» WORK REQUIRED
From the entries below, return exactly the lines beginning at the one that contains "Target: seated woman" and ending at the one that contains "[(745, 53), (623, 178), (14, 146), (17, 181)]", both of them included, and only those lines.

= = =

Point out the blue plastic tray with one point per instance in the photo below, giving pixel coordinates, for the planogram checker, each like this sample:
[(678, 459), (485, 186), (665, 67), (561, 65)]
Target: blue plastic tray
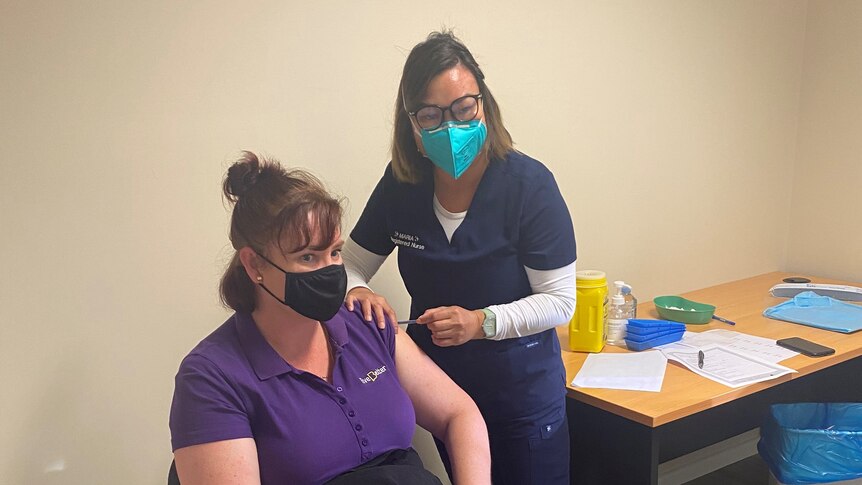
[(644, 326), (664, 339), (649, 336)]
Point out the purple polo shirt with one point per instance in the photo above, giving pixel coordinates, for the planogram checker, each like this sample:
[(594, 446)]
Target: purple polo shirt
[(233, 385)]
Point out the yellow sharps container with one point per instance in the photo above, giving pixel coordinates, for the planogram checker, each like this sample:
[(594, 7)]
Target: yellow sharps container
[(587, 327)]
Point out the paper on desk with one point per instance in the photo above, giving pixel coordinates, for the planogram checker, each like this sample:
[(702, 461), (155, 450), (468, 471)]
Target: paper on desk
[(727, 366), (758, 347), (642, 371)]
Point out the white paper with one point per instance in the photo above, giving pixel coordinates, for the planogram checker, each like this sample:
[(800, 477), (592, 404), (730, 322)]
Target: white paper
[(727, 366), (759, 347), (642, 371)]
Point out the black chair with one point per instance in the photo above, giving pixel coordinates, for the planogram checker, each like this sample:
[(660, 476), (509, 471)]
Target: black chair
[(173, 478)]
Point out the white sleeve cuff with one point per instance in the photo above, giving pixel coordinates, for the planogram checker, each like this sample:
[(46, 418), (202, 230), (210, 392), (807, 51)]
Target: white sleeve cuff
[(359, 263), (552, 303)]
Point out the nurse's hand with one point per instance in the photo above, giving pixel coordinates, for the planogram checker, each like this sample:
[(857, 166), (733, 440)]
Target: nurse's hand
[(453, 325), (371, 304)]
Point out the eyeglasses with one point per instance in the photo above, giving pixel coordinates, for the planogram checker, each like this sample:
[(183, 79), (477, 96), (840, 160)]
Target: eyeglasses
[(430, 117)]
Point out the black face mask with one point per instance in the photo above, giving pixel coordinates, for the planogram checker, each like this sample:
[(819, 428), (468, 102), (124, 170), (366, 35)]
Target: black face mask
[(315, 294)]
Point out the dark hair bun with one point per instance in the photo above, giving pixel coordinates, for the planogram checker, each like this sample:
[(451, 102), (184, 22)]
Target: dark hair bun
[(242, 176)]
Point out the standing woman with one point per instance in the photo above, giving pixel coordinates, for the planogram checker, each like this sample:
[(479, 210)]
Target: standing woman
[(486, 249)]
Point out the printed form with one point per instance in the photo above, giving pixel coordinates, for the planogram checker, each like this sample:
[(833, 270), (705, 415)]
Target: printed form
[(730, 358)]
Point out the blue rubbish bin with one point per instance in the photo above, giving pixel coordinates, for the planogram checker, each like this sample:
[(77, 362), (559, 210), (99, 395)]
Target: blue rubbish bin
[(813, 442)]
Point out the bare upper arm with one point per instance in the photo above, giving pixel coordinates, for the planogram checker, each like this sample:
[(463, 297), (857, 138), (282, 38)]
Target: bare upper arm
[(435, 397), (228, 462)]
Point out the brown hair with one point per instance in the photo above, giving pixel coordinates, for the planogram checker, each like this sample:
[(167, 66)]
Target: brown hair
[(271, 204), (439, 52)]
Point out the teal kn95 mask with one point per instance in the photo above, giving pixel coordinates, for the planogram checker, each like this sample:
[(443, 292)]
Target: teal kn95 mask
[(454, 145)]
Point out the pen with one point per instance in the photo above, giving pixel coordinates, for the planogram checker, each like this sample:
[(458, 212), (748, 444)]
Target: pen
[(723, 320)]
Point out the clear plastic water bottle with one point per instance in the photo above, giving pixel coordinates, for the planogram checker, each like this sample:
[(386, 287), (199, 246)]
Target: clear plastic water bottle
[(619, 312), (631, 302)]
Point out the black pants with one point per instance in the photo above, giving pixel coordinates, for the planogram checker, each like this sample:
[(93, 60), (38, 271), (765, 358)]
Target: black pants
[(391, 468), (534, 455)]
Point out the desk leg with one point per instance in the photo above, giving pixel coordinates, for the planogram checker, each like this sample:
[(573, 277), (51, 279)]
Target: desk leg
[(607, 449)]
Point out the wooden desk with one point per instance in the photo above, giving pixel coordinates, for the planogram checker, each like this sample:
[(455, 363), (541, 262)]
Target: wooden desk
[(622, 436)]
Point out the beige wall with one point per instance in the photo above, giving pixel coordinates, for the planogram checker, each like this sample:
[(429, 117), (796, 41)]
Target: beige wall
[(825, 236), (672, 128)]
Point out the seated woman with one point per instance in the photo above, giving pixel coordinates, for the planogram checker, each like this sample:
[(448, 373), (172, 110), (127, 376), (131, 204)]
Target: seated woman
[(293, 387)]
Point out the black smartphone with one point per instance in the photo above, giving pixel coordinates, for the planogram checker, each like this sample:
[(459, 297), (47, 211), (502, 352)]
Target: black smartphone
[(805, 347)]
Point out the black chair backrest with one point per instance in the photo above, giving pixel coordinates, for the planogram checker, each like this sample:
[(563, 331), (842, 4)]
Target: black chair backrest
[(173, 478)]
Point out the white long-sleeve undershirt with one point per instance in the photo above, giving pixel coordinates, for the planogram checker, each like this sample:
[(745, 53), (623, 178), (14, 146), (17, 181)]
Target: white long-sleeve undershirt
[(552, 302)]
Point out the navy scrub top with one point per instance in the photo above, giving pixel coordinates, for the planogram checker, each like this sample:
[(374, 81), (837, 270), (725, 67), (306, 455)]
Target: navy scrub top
[(517, 218)]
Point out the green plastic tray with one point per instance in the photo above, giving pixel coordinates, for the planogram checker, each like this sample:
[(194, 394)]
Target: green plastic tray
[(679, 309)]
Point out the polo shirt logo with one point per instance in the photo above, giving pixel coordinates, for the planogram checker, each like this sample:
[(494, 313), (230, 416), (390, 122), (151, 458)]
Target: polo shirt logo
[(372, 375), (406, 240)]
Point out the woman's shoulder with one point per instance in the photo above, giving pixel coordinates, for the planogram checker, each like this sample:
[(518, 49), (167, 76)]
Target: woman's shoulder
[(361, 333), (520, 166), (219, 350)]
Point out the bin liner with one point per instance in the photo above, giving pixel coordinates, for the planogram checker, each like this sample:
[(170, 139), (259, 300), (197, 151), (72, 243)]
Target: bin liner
[(813, 442)]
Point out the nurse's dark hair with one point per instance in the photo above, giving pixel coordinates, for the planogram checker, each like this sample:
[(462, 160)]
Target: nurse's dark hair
[(439, 52), (273, 205)]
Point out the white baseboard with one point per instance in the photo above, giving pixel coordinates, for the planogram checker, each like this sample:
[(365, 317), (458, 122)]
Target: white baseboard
[(707, 460)]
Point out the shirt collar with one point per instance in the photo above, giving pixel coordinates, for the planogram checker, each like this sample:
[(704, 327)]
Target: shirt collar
[(264, 360)]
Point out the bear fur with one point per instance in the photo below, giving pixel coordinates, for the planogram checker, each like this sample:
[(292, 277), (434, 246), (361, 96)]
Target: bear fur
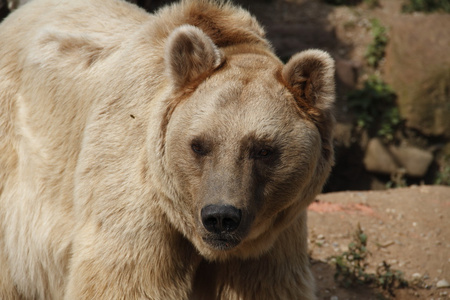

= = =

» RESPONSE BELOW
Target: seated woman
[(293, 387)]
Point out the black smartphone with one point per instance in the photo above, giving pixel coordinates, for the planogram checker, each like this sample:
[(459, 297), (47, 211), (502, 352)]
Target: black smartphone
[(805, 347)]
Point out the black chair backrest with one point per instance in the photo above, giving pixel coordinates, for the planogram checker, each like this sample:
[(563, 331), (842, 4)]
Target: black chair backrest
[(173, 478)]
Point out the white long-sleeve undershirt with one point per instance in the photo above, giving pixel coordinates, for the planogram checker, each like this sample:
[(745, 53), (623, 178), (14, 146), (17, 181)]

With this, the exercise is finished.